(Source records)

* * * * * * * * *

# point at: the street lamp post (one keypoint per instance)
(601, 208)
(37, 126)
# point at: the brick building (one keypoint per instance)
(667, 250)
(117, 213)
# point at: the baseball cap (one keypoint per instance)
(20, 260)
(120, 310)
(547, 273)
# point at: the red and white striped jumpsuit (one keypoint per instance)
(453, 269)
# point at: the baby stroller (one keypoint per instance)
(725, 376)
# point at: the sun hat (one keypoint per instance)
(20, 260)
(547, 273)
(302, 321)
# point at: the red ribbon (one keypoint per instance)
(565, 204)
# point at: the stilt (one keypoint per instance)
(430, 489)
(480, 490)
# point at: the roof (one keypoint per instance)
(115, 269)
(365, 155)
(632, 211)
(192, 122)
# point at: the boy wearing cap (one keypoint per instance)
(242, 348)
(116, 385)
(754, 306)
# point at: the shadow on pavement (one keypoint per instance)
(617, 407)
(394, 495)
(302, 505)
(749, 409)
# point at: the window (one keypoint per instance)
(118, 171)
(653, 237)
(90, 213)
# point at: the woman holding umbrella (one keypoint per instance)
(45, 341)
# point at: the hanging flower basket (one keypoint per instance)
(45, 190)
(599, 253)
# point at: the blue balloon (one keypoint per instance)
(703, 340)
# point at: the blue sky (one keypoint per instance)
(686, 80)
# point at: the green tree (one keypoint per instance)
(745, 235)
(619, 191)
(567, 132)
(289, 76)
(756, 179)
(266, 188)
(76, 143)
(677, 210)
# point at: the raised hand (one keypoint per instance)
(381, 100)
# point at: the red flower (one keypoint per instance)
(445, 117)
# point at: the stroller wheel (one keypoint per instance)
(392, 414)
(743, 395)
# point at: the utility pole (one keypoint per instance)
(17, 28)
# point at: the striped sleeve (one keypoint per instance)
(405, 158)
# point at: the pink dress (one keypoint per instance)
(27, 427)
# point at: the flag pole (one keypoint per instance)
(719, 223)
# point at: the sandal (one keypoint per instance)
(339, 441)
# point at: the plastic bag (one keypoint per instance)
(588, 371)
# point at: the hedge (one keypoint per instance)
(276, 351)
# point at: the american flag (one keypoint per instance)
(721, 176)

* * * * * * * * *

EXERCISE OBJECTIVE. Write out again exactly the lines that run from the one holding "# point at: the hedge" through the last line of the data; omit all other lines.

SOLUTION TO THE PROBLEM.
# point at: the hedge (one keypoint per instance)
(276, 351)
# point at: the american flag (one keypoint per instance)
(721, 176)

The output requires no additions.